- WHAT THE EXERCISE ASKS -
Starting at the line that contains "of the terracotta" and ending at the end of the records, write those lines out again in full, shifting every coordinate in the answers up by 50.

[Named-object pointing records]
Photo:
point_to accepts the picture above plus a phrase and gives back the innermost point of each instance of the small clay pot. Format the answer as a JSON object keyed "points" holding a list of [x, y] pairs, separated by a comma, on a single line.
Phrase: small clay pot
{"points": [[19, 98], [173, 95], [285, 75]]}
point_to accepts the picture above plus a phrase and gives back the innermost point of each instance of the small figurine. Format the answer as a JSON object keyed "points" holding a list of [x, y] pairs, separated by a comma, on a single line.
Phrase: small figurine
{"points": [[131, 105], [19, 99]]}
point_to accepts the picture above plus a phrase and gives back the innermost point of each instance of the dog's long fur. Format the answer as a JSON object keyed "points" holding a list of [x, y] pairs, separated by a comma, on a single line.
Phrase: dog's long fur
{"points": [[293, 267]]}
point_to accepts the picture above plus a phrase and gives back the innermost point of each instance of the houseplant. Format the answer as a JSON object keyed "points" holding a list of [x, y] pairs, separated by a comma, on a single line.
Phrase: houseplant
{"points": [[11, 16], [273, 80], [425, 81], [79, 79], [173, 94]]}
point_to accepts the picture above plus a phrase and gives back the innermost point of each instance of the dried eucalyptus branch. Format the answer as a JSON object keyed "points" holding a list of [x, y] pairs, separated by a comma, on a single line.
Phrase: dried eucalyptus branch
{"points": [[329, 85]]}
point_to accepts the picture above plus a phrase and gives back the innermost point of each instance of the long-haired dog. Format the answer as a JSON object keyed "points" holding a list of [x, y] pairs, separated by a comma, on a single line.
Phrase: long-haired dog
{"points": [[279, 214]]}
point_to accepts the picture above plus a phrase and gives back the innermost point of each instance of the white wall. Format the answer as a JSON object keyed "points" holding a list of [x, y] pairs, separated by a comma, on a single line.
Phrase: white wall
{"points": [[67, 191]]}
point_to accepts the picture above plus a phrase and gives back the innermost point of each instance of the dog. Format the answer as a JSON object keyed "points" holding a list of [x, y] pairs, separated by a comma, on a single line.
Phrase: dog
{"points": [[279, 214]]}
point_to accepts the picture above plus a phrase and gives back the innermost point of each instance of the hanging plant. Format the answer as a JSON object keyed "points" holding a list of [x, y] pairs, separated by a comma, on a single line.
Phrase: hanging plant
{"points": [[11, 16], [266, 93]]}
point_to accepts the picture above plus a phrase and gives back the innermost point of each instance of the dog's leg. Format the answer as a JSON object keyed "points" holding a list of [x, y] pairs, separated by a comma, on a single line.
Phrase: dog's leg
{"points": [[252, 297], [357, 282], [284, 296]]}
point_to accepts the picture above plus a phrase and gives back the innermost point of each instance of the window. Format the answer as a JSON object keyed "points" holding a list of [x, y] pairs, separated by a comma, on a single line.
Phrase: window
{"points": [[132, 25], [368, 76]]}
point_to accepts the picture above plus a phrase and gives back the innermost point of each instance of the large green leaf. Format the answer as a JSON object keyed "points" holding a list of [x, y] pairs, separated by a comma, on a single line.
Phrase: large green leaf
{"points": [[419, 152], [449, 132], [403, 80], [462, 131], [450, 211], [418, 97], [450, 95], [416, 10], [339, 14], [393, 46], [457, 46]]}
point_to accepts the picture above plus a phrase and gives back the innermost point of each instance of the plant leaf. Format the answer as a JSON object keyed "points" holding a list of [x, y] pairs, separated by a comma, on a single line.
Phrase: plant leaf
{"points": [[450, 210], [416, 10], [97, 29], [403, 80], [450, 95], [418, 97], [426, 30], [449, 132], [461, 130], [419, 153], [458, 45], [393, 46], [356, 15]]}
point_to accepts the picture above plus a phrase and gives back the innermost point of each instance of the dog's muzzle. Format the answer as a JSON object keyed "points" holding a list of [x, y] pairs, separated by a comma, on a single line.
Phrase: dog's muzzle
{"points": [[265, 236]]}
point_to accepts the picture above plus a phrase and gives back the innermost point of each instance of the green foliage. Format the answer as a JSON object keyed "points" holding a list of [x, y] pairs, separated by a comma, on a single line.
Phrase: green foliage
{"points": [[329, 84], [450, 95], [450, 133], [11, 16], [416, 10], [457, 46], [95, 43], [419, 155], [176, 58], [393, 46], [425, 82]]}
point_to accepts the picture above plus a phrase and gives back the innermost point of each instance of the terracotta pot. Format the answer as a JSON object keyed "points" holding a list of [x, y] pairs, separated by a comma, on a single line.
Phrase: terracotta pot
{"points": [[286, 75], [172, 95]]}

- FINAL ANSWER -
point_to accepts the picture above plus a phrase and gives back the innermost point of each instance of the terracotta pot. Format the answer as a JSON object keyed "points" holding a list of [x, y] pairs, separated by a comma, on a single line.
Phrase: terracotta pot
{"points": [[336, 125], [222, 145]]}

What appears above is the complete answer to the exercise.